_WHAT IS BEING ASKED:_ Write out every entry below word for word, leaving nothing out.

--- DATA SHOWN Enclosed Below ---

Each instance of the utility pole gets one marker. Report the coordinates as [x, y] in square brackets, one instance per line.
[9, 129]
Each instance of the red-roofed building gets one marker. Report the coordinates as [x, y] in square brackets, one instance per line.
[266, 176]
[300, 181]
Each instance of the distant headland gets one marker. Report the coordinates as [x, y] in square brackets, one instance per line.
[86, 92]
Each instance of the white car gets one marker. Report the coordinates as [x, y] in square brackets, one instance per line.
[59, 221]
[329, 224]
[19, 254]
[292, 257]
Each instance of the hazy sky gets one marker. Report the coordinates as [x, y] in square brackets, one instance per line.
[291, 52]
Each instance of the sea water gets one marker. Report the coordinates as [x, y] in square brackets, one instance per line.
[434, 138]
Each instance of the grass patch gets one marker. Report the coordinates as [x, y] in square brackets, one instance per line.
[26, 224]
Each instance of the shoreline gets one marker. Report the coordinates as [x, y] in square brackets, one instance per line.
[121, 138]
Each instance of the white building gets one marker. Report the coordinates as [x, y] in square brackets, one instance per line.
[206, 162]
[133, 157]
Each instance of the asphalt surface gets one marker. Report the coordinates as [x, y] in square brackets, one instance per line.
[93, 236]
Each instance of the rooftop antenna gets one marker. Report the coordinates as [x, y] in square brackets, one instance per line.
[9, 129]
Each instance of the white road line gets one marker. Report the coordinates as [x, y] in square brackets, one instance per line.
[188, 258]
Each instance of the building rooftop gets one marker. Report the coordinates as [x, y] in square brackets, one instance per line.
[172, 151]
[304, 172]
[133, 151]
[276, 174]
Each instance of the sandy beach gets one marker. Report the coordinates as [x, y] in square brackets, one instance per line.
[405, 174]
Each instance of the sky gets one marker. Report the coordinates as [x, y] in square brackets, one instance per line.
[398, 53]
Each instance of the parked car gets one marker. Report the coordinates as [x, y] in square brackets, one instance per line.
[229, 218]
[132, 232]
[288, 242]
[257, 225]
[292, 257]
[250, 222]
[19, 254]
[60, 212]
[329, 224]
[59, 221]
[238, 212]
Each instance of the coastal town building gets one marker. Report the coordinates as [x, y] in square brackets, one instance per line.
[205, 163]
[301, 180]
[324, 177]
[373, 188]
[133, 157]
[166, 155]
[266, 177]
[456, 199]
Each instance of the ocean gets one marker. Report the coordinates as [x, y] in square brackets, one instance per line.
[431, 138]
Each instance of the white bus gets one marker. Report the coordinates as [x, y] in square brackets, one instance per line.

--- End of Enclosed DATA SHOWN ---

_FINISHED EXERCISE:_
Each instance of the utility pole gets one marker. Report the coordinates as [x, y] in square brackets, one instance per line.
[9, 129]
Each instance of the red-roofed building gets one marker. Report the coordinates as [x, y] in square brackets, one instance per line.
[266, 176]
[300, 181]
Each instance of the distant headland gets one marker. Report the coordinates as [x, y] in square brackets, one instance per line.
[86, 92]
Each instance of the white car gets one marker. Report the coordinates as [x, y] in square brackets, one instance per line.
[59, 221]
[329, 224]
[19, 254]
[292, 257]
Each instance of the hazy sky gets one marker. Report the coordinates as [x, y] in square brackets, one instance per line.
[291, 52]
Each instance of the sea water gets one marker. Report the coordinates as [x, y] in square brackets, one instance per line.
[434, 138]
Each instance of the grass patch gets one marker. Report the coordinates as [x, y] in square brackets, one instance per line.
[26, 224]
Each instance of the shoreline gets one marker. Report the coordinates as [x, y] in square brackets, one instance per line.
[121, 138]
Each instance of the white building gets one marker. Report the coordinates as [x, y] in square brackets, one instance per line.
[206, 162]
[133, 157]
Each instance of the asphalt surface gets one marker. Report the coordinates as [x, y] in square brackets, one instance per line.
[93, 236]
Each instance of the rooftop antenna gets one marker. Report the coordinates as [x, y] in square brackets, one instance per line.
[9, 129]
Each instance of the white road line gets one marker. Report the coordinates as [x, y] in square brackets, one instance per line.
[188, 258]
Each instance of the building rooftop gets one marker. Report the coordinates as [x, y] in square brackets, one instance per line.
[172, 151]
[304, 172]
[133, 151]
[276, 174]
Each instance of the sandy beach gets one marker. Report the coordinates as [x, y] in square brackets, one instance per line.
[405, 174]
Each instance of the sky gets one marker. Report the coordinates as [x, y] in square brackets, one instance per line.
[398, 53]
Each instance of the parked car gets one marker. Report the coordinates as [x, y] in square brackets, one instance per line.
[229, 218]
[132, 232]
[288, 242]
[257, 225]
[292, 257]
[250, 222]
[19, 254]
[60, 212]
[329, 224]
[59, 221]
[238, 212]
Each instance of the coastal town building gets one marker. Report the coordinates as [x, y] in square brackets, one instance per line.
[205, 163]
[301, 180]
[324, 177]
[373, 188]
[133, 157]
[166, 155]
[266, 177]
[456, 199]
Each instance of the ocean gets one marker. Report the coordinates as [x, y] in square brackets, one instance per line.
[431, 138]
Each instance of the white bus gets one marker. Report the coordinates as [x, y] in square brackets, one instance per line.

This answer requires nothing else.